[start of Source data]

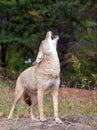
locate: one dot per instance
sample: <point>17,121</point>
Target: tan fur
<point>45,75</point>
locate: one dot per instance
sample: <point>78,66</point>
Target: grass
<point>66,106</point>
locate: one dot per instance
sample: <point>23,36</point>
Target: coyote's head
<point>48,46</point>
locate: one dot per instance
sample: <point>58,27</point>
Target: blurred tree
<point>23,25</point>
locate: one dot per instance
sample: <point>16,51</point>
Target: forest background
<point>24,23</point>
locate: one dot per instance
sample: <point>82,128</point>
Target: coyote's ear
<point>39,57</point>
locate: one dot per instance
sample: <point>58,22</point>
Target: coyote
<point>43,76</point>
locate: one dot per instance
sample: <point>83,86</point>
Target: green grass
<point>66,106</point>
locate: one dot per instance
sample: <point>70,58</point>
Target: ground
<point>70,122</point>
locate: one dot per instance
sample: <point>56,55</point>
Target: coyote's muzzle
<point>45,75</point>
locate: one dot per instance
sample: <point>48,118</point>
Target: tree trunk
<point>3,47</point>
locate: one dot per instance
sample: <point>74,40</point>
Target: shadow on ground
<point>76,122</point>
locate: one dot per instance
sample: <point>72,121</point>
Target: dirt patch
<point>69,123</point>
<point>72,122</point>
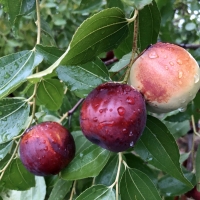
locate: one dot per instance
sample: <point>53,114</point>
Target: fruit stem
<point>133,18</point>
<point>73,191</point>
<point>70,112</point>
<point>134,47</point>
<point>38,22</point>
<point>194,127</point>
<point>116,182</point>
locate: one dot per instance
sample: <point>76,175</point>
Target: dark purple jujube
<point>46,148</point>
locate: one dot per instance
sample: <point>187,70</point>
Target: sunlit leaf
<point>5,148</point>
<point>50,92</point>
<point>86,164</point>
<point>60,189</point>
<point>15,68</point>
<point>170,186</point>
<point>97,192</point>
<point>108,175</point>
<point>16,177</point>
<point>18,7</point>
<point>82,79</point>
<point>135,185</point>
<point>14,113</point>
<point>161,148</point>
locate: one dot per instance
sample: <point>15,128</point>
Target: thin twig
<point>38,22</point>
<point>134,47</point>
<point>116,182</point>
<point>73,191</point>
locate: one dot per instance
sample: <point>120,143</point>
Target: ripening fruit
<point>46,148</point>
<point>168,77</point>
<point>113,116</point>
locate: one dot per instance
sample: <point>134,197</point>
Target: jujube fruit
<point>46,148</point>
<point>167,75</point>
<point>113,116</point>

[end of Source data]

Convert the rows from their start through the line containing "<point>72,122</point>" into a Markdown table with the columns No. and Text, numbering each line and skipping blank lines. Leave the pictures out of the table.

| No. | Text |
|---|---|
| 1 | locate: one dot per instance |
| 2 | sample: <point>17,121</point> |
| 3 | Target: tan fur |
| 4 | <point>45,75</point> |
| 5 | locate: one dot per instance |
| 6 | sample: <point>78,66</point> |
| 7 | Target: grass |
| 8 | <point>66,106</point> |
| 9 | locate: one dot per instance |
| 10 | sample: <point>23,36</point> |
| 11 | Target: coyote's head |
| 12 | <point>48,46</point> |
| 13 | locate: one dot per instance |
| 14 | sample: <point>58,27</point> |
| 15 | Target: blurred tree |
| 16 | <point>23,25</point> |
| 17 | locate: one dot per instance |
| 18 | sample: <point>16,51</point> |
| 19 | Target: forest background |
| 20 | <point>24,23</point> |
| 21 | locate: one dot per instance |
| 22 | sample: <point>82,128</point> |
| 23 | Target: coyote's ear |
| 24 | <point>39,57</point> |
| 25 | locate: one dot per instance |
| 26 | sample: <point>58,22</point> |
| 27 | Target: coyote |
| 28 | <point>43,76</point> |
| 29 | locate: one dot per instance |
| 30 | sample: <point>83,86</point> |
| 31 | Target: green grass |
| 32 | <point>66,106</point> |
| 33 | locate: one dot per instance |
| 34 | sample: <point>70,58</point> |
| 35 | Target: ground |
| 36 | <point>70,122</point> |
| 37 | locate: one dot per instance |
| 38 | sample: <point>56,55</point> |
| 39 | Target: coyote's muzzle |
| 40 | <point>45,75</point> |
| 41 | locate: one dot per instance |
| 42 | sample: <point>48,118</point> |
| 43 | Target: tree trunk |
| 44 | <point>3,47</point> |
| 45 | locate: one dot per instance |
| 46 | sample: <point>74,40</point> |
| 47 | Target: shadow on ground |
| 48 | <point>76,122</point> |
| 49 | locate: one dot per instance |
| 50 | sample: <point>72,121</point> |
| 51 | Target: dirt patch |
| 52 | <point>69,123</point> |
| 53 | <point>72,122</point> |